**Goal**. Can you reproduce every line of the material below, requests included, but with each point coordinate in the answers multiplied by 2.4 and rounded to a whole number, halves going up? Leave out the pictures, and keep the requests and their point(x, y) format as they are.

**Supplied records**.
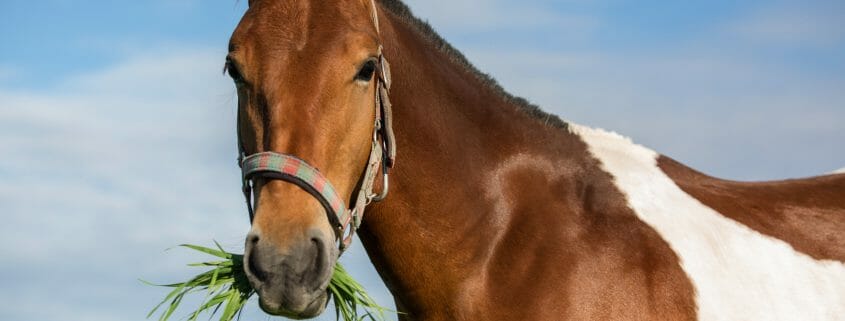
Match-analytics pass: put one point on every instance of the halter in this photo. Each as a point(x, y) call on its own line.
point(291, 169)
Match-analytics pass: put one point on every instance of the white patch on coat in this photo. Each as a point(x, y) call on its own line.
point(738, 273)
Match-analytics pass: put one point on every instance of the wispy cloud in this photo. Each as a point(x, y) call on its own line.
point(107, 169)
point(470, 16)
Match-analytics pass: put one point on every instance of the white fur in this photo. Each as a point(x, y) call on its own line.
point(738, 273)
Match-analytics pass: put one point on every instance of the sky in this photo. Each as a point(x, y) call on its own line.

**Answer below**.
Match-analytics pass: put one point on every instance of the halter in this photo. Each as a point(x, y) call on its own line.
point(698, 406)
Match-analytics pass: put one point on every instance of the white patch on coat in this photo. Each as a point(x, y) call on its own line.
point(1771, 655)
Match-analytics pass: put one point on every instance of the wispy cloud in this photo. Each as a point(x, y) call on its own line.
point(257, 406)
point(1128, 38)
Match-analytics pass: put one point on every instance of the white fur in this photo. Each as a point(x, y) call on its own line.
point(1771, 655)
Match-analytics pass: put one point on every instance of the sky in this photo. Each as a point(x, y) call on its own line.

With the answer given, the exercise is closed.